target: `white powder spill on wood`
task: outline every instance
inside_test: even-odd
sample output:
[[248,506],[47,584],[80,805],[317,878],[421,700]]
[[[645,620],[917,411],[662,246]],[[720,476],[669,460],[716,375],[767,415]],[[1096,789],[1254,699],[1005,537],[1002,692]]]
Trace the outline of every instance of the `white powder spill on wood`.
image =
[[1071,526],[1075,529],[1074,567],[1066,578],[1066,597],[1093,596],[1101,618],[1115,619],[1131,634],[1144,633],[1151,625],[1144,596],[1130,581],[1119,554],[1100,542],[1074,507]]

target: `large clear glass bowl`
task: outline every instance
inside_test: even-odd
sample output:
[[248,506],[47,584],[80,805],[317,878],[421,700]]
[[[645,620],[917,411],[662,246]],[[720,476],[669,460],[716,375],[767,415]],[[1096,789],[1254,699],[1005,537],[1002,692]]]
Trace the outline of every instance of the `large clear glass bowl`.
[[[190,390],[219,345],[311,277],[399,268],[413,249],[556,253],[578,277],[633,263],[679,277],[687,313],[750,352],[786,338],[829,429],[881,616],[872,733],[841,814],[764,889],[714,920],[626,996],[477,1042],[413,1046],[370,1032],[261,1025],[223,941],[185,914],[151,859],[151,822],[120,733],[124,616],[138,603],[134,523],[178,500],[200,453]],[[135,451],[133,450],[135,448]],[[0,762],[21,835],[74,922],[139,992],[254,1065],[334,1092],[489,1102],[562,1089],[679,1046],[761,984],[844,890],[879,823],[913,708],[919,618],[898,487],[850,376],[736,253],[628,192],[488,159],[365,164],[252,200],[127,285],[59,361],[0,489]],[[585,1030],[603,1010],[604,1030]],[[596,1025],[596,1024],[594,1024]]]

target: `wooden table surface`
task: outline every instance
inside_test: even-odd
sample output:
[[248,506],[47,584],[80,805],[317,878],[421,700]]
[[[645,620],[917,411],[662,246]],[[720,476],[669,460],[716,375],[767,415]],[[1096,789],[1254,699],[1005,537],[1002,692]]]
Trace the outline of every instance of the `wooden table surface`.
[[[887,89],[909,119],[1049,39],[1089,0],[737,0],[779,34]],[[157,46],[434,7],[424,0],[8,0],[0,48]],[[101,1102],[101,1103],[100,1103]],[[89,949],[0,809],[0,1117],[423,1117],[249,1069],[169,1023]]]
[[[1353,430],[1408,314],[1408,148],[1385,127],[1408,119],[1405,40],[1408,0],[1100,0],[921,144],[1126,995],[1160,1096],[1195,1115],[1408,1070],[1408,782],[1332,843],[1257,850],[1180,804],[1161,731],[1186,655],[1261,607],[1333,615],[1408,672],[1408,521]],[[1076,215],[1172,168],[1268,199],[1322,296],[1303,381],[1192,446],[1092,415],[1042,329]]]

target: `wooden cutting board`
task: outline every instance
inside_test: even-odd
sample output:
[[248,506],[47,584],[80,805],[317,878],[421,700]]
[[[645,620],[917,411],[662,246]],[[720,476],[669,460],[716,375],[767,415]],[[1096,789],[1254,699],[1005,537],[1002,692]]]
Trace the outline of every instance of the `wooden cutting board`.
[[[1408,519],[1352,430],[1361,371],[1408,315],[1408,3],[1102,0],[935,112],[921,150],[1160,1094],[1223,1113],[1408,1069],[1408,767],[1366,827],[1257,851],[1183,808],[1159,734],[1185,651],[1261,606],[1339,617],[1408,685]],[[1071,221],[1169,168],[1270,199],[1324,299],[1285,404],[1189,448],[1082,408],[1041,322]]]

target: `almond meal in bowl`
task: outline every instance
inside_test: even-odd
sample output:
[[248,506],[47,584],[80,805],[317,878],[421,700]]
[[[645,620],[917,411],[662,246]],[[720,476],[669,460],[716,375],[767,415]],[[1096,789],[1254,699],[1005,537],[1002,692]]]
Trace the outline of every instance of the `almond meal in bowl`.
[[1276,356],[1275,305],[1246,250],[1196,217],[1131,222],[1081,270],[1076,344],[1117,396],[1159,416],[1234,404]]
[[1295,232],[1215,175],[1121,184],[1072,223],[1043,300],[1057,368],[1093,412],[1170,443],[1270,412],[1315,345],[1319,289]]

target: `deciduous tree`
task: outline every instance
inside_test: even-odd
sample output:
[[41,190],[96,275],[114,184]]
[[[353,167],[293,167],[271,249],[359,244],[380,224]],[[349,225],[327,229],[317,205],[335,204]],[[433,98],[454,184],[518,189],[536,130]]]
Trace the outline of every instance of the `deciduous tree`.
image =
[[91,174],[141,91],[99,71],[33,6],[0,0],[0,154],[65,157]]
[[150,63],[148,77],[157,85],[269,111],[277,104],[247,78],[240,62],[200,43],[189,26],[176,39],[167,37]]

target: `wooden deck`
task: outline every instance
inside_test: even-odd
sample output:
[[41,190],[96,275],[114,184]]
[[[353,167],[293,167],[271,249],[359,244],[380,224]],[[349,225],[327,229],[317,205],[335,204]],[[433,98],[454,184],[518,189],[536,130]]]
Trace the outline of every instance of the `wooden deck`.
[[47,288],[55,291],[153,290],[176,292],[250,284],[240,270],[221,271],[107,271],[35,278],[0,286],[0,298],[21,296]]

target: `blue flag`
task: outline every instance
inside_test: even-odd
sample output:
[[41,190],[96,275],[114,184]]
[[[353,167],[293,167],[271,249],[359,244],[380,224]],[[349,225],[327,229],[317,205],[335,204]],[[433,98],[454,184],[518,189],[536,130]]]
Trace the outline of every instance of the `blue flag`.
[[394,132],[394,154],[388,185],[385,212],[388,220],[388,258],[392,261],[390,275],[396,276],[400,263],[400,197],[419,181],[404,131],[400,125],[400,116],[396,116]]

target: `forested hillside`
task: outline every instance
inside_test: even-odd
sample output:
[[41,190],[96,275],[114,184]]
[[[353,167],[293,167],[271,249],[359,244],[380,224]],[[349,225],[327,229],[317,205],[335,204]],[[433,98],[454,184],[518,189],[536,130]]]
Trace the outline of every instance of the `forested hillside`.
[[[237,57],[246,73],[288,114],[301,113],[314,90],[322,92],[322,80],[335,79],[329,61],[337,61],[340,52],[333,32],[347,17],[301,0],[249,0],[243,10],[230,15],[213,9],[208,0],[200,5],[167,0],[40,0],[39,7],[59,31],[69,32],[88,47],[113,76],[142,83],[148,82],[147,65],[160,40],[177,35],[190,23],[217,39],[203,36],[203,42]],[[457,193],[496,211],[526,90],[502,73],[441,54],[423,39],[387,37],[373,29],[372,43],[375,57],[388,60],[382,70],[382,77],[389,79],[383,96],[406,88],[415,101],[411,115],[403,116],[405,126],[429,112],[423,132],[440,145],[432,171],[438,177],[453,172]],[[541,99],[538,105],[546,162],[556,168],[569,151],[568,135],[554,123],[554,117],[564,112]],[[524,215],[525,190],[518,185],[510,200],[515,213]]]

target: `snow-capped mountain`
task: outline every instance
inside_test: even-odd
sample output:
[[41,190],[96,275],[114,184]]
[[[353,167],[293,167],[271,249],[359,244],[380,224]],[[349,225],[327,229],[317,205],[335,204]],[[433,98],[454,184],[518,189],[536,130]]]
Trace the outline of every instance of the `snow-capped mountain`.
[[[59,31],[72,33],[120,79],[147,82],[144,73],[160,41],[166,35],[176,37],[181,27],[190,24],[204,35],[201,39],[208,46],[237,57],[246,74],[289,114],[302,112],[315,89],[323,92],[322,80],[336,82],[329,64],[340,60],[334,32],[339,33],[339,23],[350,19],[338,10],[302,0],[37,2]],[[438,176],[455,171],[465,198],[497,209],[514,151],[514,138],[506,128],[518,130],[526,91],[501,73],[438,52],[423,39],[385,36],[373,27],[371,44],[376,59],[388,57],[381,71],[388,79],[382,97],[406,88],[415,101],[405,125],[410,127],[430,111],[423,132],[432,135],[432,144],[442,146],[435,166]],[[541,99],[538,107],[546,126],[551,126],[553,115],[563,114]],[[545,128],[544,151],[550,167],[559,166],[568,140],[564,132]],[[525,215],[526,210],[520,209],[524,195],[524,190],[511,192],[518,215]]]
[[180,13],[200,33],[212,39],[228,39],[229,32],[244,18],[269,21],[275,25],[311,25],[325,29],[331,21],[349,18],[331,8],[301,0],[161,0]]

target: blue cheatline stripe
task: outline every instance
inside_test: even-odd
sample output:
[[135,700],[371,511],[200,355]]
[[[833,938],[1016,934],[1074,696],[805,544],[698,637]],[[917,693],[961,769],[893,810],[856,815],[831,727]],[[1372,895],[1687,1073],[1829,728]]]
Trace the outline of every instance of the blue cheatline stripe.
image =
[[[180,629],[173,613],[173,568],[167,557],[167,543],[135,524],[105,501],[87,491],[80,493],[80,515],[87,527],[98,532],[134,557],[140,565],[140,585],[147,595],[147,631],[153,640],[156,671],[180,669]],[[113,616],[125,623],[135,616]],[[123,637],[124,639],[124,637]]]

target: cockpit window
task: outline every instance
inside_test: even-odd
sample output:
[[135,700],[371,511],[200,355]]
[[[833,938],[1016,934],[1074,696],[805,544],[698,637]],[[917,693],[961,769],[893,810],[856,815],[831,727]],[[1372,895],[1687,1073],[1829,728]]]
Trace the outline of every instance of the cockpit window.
○ ○ ○ ○ ○ ○ ○
Requirement: Reproduce every line in the records above that contains the word "cheatline".

Answer to the problem:
target: blue cheatline stripe
Trace the outline of every instance of the blue cheatline stripe.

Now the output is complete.